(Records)
§ §
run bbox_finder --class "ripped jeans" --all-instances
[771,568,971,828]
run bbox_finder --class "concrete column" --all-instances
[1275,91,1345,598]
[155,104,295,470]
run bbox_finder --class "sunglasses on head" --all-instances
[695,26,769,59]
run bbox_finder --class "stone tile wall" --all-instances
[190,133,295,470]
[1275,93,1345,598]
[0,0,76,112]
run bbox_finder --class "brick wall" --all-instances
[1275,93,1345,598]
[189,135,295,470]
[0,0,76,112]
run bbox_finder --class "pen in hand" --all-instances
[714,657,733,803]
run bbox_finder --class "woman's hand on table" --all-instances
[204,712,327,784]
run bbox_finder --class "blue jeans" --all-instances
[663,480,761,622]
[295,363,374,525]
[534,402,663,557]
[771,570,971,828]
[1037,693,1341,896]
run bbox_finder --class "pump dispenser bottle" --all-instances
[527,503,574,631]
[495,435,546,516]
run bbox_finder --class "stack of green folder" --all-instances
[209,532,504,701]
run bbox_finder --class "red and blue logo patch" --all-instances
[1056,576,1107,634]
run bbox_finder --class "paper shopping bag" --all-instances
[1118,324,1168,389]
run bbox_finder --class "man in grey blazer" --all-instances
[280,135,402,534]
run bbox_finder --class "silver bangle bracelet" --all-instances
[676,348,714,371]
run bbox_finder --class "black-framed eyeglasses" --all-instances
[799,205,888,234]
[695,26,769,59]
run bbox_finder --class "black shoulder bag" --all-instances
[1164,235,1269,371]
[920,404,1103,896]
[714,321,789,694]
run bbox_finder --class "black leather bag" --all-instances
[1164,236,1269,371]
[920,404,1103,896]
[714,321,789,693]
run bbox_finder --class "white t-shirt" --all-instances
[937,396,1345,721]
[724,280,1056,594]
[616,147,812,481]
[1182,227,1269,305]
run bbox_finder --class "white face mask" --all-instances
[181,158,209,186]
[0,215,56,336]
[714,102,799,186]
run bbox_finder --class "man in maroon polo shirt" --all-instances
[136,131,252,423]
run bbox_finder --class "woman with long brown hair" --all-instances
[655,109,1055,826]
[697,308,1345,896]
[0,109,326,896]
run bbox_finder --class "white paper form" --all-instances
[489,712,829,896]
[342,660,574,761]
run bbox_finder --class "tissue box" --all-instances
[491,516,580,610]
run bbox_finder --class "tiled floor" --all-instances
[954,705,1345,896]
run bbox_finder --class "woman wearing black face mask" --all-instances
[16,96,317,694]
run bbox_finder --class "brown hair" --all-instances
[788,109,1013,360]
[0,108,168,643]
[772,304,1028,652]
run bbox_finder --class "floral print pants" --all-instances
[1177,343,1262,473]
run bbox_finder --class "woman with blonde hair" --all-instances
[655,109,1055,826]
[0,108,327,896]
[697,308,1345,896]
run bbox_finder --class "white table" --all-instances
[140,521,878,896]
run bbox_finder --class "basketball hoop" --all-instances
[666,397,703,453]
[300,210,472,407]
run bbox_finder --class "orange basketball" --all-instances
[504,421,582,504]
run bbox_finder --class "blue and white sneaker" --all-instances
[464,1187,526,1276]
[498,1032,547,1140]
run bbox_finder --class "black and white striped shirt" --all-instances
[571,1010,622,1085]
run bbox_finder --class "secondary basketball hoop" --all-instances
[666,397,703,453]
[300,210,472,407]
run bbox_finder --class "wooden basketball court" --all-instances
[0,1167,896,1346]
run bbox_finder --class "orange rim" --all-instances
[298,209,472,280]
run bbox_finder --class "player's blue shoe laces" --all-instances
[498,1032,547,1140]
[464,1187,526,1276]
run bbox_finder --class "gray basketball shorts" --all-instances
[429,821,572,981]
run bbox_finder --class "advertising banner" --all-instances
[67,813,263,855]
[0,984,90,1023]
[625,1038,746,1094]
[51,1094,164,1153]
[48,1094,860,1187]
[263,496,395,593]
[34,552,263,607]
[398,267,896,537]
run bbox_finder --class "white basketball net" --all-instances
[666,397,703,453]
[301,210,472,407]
§ §
SHORT TASK:
Identify each row above containing the word "hair" and copy every one of those rows.

WRITTEN RESPONSE:
run bbox_finder --class "woman with long brown hair" --all-instances
run bbox_finder --class "brown hair" --all-instances
run bbox_finder --class "woman with blonde hair" --all-instances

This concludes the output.